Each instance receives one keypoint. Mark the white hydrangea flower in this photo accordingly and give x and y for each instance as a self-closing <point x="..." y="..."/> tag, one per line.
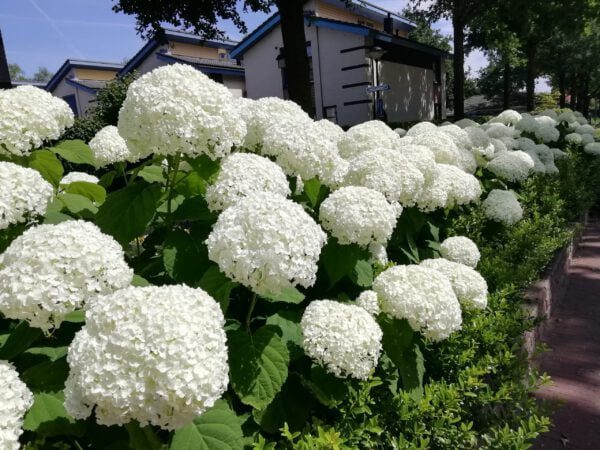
<point x="573" y="138"/>
<point x="367" y="136"/>
<point x="422" y="296"/>
<point x="244" y="174"/>
<point x="15" y="400"/>
<point x="451" y="187"/>
<point x="28" y="117"/>
<point x="358" y="215"/>
<point x="508" y="117"/>
<point x="502" y="206"/>
<point x="593" y="148"/>
<point x="51" y="270"/>
<point x="460" y="249"/>
<point x="153" y="354"/>
<point x="464" y="123"/>
<point x="511" y="166"/>
<point x="368" y="301"/>
<point x="177" y="109"/>
<point x="345" y="339"/>
<point x="109" y="147"/>
<point x="387" y="171"/>
<point x="265" y="112"/>
<point x="24" y="194"/>
<point x="307" y="150"/>
<point x="267" y="243"/>
<point x="469" y="286"/>
<point x="73" y="177"/>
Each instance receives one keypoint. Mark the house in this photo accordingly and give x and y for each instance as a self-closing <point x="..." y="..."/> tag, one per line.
<point x="77" y="82"/>
<point x="363" y="64"/>
<point x="208" y="56"/>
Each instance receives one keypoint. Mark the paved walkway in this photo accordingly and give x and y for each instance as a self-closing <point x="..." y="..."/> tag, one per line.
<point x="573" y="334"/>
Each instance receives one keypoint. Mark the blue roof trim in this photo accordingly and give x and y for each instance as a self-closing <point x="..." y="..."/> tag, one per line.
<point x="201" y="67"/>
<point x="89" y="90"/>
<point x="255" y="36"/>
<point x="74" y="63"/>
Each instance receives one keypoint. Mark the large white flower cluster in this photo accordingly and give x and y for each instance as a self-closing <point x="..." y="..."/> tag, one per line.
<point x="109" y="147"/>
<point x="15" y="400"/>
<point x="28" y="117"/>
<point x="511" y="166"/>
<point x="308" y="150"/>
<point x="422" y="296"/>
<point x="177" y="109"/>
<point x="259" y="115"/>
<point x="367" y="136"/>
<point x="24" y="194"/>
<point x="469" y="286"/>
<point x="154" y="354"/>
<point x="343" y="338"/>
<point x="502" y="206"/>
<point x="358" y="215"/>
<point x="389" y="172"/>
<point x="460" y="249"/>
<point x="244" y="174"/>
<point x="267" y="243"/>
<point x="51" y="270"/>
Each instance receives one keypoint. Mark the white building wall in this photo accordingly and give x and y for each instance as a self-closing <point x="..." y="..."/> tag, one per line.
<point x="411" y="94"/>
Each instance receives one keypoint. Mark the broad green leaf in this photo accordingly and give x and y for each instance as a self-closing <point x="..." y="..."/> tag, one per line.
<point x="76" y="203"/>
<point x="287" y="295"/>
<point x="20" y="339"/>
<point x="127" y="212"/>
<point x="48" y="416"/>
<point x="185" y="257"/>
<point x="94" y="192"/>
<point x="152" y="174"/>
<point x="75" y="151"/>
<point x="217" y="285"/>
<point x="218" y="428"/>
<point x="363" y="273"/>
<point x="46" y="163"/>
<point x="258" y="365"/>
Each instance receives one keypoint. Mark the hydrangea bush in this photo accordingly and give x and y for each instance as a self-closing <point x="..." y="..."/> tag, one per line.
<point x="228" y="273"/>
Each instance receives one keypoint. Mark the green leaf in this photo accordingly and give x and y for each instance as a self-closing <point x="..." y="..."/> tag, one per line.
<point x="20" y="339"/>
<point x="46" y="163"/>
<point x="76" y="203"/>
<point x="218" y="428"/>
<point x="287" y="295"/>
<point x="217" y="285"/>
<point x="363" y="273"/>
<point x="48" y="416"/>
<point x="258" y="365"/>
<point x="127" y="212"/>
<point x="152" y="174"/>
<point x="94" y="192"/>
<point x="75" y="151"/>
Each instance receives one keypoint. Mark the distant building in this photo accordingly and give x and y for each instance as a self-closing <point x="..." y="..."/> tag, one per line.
<point x="77" y="82"/>
<point x="353" y="51"/>
<point x="210" y="57"/>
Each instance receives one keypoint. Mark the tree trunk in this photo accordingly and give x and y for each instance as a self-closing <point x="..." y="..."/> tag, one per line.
<point x="459" y="60"/>
<point x="562" y="88"/>
<point x="531" y="53"/>
<point x="506" y="92"/>
<point x="296" y="59"/>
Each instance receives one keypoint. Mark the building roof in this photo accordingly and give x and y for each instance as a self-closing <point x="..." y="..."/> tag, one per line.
<point x="78" y="63"/>
<point x="263" y="29"/>
<point x="175" y="36"/>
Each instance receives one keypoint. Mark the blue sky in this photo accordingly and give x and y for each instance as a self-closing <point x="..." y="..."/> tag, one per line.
<point x="46" y="32"/>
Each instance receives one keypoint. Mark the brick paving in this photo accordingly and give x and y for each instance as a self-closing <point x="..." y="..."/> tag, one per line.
<point x="573" y="335"/>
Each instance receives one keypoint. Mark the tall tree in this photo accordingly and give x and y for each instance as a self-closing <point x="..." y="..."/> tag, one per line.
<point x="201" y="17"/>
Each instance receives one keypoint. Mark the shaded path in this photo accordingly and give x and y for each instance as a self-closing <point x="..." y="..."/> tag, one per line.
<point x="573" y="335"/>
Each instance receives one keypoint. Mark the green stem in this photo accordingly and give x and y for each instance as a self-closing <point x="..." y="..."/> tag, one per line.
<point x="250" y="310"/>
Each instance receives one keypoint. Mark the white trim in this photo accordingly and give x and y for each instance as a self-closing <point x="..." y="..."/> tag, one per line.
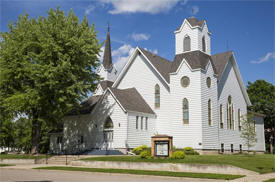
<point x="197" y="69"/>
<point x="125" y="68"/>
<point x="192" y="27"/>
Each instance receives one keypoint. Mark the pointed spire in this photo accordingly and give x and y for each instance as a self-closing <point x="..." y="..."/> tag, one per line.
<point x="107" y="58"/>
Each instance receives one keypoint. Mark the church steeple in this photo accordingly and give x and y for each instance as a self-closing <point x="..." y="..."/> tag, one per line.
<point x="107" y="58"/>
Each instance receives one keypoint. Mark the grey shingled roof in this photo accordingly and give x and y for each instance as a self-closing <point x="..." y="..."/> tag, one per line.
<point x="194" y="22"/>
<point x="196" y="59"/>
<point x="161" y="64"/>
<point x="107" y="58"/>
<point x="86" y="106"/>
<point x="105" y="84"/>
<point x="220" y="60"/>
<point x="131" y="100"/>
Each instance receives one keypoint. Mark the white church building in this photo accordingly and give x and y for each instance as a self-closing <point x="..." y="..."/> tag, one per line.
<point x="198" y="98"/>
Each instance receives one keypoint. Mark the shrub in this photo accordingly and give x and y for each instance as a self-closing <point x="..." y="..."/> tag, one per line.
<point x="190" y="151"/>
<point x="178" y="155"/>
<point x="145" y="154"/>
<point x="139" y="149"/>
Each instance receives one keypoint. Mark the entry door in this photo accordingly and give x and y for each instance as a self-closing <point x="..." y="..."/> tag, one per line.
<point x="108" y="139"/>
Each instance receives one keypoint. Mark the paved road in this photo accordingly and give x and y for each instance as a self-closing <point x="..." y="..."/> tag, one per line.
<point x="32" y="175"/>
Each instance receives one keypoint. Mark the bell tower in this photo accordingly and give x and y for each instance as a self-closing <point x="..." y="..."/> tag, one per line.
<point x="192" y="35"/>
<point x="107" y="70"/>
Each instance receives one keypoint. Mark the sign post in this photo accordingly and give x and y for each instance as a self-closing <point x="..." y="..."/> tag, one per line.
<point x="162" y="146"/>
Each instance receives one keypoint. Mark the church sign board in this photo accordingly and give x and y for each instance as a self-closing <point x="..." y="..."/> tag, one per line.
<point x="161" y="146"/>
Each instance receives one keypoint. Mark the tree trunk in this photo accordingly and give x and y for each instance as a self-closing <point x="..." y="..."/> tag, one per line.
<point x="36" y="127"/>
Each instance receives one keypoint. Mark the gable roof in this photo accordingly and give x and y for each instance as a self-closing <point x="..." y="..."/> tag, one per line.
<point x="105" y="84"/>
<point x="131" y="100"/>
<point x="195" y="59"/>
<point x="161" y="64"/>
<point x="193" y="22"/>
<point x="220" y="61"/>
<point x="86" y="106"/>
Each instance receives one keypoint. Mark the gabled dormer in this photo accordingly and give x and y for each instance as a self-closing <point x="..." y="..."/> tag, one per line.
<point x="192" y="35"/>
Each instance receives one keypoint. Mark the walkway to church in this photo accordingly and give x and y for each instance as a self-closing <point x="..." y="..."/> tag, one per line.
<point x="25" y="173"/>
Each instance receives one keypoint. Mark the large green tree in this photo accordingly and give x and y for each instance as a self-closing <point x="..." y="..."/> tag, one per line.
<point x="47" y="67"/>
<point x="262" y="96"/>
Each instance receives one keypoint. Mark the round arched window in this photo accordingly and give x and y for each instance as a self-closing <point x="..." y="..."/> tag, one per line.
<point x="229" y="99"/>
<point x="208" y="82"/>
<point x="185" y="81"/>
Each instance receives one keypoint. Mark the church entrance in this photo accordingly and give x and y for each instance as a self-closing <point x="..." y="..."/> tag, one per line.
<point x="108" y="132"/>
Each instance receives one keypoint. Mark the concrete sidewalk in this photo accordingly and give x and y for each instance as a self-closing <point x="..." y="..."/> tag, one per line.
<point x="247" y="178"/>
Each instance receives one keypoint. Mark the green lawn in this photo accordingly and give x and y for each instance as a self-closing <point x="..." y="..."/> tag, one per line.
<point x="270" y="180"/>
<point x="259" y="163"/>
<point x="21" y="156"/>
<point x="3" y="165"/>
<point x="147" y="172"/>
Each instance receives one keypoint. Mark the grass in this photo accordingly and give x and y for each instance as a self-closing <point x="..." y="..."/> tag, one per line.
<point x="21" y="156"/>
<point x="270" y="180"/>
<point x="3" y="165"/>
<point x="147" y="172"/>
<point x="258" y="163"/>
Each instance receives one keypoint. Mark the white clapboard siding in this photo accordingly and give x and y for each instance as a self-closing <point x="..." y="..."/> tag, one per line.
<point x="186" y="135"/>
<point x="137" y="137"/>
<point x="209" y="132"/>
<point x="143" y="77"/>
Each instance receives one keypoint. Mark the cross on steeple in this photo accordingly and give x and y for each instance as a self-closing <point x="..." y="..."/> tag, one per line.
<point x="107" y="58"/>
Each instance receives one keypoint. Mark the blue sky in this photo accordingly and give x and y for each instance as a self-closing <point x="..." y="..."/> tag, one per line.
<point x="246" y="27"/>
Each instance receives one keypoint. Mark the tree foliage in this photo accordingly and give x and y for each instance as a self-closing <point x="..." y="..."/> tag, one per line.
<point x="262" y="97"/>
<point x="47" y="67"/>
<point x="248" y="133"/>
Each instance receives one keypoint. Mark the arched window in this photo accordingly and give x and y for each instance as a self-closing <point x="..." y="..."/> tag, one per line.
<point x="185" y="111"/>
<point x="209" y="113"/>
<point x="239" y="119"/>
<point x="186" y="43"/>
<point x="230" y="114"/>
<point x="108" y="123"/>
<point x="203" y="44"/>
<point x="157" y="96"/>
<point x="221" y="115"/>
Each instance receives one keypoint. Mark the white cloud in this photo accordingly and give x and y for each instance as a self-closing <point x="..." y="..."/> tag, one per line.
<point x="89" y="9"/>
<point x="195" y="10"/>
<point x="267" y="57"/>
<point x="121" y="55"/>
<point x="184" y="2"/>
<point x="140" y="6"/>
<point x="140" y="36"/>
<point x="155" y="51"/>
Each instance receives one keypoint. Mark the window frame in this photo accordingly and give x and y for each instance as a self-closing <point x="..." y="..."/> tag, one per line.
<point x="137" y="122"/>
<point x="185" y="110"/>
<point x="221" y="116"/>
<point x="209" y="113"/>
<point x="157" y="96"/>
<point x="203" y="44"/>
<point x="186" y="44"/>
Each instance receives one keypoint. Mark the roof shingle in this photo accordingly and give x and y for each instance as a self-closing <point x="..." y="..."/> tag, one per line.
<point x="131" y="100"/>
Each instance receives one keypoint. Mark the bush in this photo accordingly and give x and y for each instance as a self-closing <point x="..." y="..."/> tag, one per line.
<point x="145" y="154"/>
<point x="178" y="155"/>
<point x="139" y="149"/>
<point x="190" y="151"/>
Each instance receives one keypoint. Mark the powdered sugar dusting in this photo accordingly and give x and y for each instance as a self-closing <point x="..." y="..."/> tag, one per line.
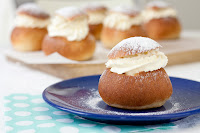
<point x="95" y="104"/>
<point x="69" y="12"/>
<point x="94" y="6"/>
<point x="33" y="9"/>
<point x="160" y="4"/>
<point x="134" y="45"/>
<point x="130" y="10"/>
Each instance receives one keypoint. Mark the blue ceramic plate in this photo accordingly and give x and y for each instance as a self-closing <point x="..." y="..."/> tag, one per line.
<point x="80" y="96"/>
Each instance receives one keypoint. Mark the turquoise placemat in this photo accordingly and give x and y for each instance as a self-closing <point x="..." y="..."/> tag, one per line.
<point x="30" y="114"/>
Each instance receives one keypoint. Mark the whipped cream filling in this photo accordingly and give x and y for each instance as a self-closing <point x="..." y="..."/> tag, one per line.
<point x="121" y="22"/>
<point x="131" y="65"/>
<point x="30" y="22"/>
<point x="74" y="30"/>
<point x="150" y="14"/>
<point x="96" y="17"/>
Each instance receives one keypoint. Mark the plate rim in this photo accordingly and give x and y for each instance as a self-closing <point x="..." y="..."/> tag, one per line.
<point x="185" y="113"/>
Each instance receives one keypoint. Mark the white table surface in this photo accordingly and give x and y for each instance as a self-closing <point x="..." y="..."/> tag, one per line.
<point x="20" y="79"/>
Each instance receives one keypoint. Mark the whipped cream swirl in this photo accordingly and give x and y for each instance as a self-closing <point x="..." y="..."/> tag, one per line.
<point x="96" y="17"/>
<point x="121" y="21"/>
<point x="131" y="65"/>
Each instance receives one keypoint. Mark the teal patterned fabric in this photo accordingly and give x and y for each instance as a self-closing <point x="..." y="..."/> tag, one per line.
<point x="30" y="114"/>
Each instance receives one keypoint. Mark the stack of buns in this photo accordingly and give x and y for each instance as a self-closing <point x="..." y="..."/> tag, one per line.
<point x="160" y="21"/>
<point x="72" y="31"/>
<point x="30" y="28"/>
<point x="96" y="13"/>
<point x="68" y="34"/>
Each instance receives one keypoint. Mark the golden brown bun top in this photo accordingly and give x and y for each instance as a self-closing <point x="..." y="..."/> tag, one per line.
<point x="157" y="5"/>
<point x="71" y="13"/>
<point x="33" y="10"/>
<point x="93" y="7"/>
<point x="132" y="46"/>
<point x="127" y="10"/>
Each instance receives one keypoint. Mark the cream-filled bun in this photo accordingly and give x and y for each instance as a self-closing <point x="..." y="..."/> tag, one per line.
<point x="135" y="77"/>
<point x="30" y="27"/>
<point x="160" y="21"/>
<point x="68" y="34"/>
<point x="96" y="14"/>
<point x="121" y="22"/>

§ **PROBLEM**:
Please put the rows from the line containing "Each instance receives one keypoint. Mark the teal" through the last row into a JSON list of strings, one string per line, leaving out any blank lines.

§ **THE ANSWER**:
[
  "Each instance receives one keypoint. Mark the teal patterned fabric in this photo accordingly and give x and y for each instance as a self-closing <point x=\"...\" y=\"...\"/> tag, one per line.",
  "<point x=\"30\" y=\"114\"/>",
  "Each instance receives one keypoint. Mark the stack of buns in this photo accordingly and give x and y for each instance as a self-closing <point x=\"...\" y=\"...\"/> tag, one per line.",
  "<point x=\"160\" y=\"21\"/>",
  "<point x=\"72\" y=\"31\"/>",
  "<point x=\"30\" y=\"28\"/>",
  "<point x=\"96\" y=\"13\"/>",
  "<point x=\"68\" y=\"34\"/>",
  "Each instance receives one keypoint. Mark the golden brown bun top in this photo accordingly and give x and y for each instance as a self-closing <point x=\"...\" y=\"...\"/> tag, one per line.",
  "<point x=\"157\" y=\"5\"/>",
  "<point x=\"71\" y=\"13\"/>",
  "<point x=\"33\" y=\"10\"/>",
  "<point x=\"93\" y=\"7\"/>",
  "<point x=\"132\" y=\"46\"/>",
  "<point x=\"127\" y=\"10\"/>",
  "Each instance receives one keypoint. Mark the cream-filled bun in this photo accordingly and give x and y for each instance as a self-closing <point x=\"...\" y=\"...\"/> tag, one per line.",
  "<point x=\"135\" y=\"77\"/>",
  "<point x=\"30\" y=\"27\"/>",
  "<point x=\"160\" y=\"21\"/>",
  "<point x=\"68\" y=\"34\"/>",
  "<point x=\"96\" y=\"14\"/>",
  "<point x=\"121\" y=\"22\"/>"
]